TASK OBJECTIVE –
List each line of the items below that contains the word "blue". Case counts.
>> Begin
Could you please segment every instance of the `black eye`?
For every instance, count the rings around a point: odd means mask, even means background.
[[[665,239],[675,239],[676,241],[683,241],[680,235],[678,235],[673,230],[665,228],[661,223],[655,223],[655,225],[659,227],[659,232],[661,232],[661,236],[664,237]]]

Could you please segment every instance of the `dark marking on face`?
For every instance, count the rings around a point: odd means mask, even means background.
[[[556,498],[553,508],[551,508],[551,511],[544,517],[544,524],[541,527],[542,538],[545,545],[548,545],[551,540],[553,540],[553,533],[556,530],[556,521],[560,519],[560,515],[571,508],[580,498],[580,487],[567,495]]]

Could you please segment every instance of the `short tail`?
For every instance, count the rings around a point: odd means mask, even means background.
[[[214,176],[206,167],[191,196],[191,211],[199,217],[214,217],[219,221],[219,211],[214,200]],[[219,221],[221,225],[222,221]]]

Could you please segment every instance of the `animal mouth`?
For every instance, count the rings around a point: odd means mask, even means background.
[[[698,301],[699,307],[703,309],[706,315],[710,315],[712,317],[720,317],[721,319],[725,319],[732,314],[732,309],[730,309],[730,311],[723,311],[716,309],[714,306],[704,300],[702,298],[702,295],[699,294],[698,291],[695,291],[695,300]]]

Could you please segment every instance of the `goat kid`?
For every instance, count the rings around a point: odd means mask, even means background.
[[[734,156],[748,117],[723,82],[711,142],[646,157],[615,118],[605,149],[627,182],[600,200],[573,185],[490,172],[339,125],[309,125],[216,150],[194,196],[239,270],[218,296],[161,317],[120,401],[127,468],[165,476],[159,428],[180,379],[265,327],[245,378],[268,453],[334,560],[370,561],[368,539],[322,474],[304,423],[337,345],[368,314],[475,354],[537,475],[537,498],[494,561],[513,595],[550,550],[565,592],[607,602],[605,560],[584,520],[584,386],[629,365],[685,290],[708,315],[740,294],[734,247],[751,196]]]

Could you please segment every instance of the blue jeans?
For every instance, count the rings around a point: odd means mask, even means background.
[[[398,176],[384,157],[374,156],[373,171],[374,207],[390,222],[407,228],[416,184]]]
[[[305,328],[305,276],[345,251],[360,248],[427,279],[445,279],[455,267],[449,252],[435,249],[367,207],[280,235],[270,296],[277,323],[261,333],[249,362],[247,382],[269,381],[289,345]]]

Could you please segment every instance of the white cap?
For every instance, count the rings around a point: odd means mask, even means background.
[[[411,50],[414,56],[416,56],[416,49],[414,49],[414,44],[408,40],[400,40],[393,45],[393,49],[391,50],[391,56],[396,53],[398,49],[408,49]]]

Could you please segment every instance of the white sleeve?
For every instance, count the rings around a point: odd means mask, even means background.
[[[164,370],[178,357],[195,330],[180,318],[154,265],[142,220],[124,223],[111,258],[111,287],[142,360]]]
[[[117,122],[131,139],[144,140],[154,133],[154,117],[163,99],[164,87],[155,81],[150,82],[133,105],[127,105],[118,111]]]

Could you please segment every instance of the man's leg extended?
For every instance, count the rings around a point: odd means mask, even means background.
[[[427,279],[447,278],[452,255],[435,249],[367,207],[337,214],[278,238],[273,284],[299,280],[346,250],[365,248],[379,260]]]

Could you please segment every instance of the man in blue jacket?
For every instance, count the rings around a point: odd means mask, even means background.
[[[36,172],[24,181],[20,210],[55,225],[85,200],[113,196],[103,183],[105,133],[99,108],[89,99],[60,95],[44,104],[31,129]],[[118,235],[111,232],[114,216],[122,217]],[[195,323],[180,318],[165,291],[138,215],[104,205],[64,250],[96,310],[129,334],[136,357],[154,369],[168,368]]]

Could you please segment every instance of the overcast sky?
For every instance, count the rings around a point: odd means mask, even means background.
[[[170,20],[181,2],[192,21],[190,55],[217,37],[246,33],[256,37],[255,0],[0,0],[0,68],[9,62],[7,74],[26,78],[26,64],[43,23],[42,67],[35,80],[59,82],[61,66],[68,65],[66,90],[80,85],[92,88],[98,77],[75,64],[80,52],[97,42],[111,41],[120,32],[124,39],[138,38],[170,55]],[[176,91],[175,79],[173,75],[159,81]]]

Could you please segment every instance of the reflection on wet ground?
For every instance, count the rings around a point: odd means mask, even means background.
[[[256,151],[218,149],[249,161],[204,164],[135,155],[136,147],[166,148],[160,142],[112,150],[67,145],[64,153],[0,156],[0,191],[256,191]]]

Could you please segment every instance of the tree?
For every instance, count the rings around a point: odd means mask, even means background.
>> End
EXPECTED OUTPUT –
Could you please segment every instance of the blue jeans?
Could you please segment every instance of the man in blue jacket?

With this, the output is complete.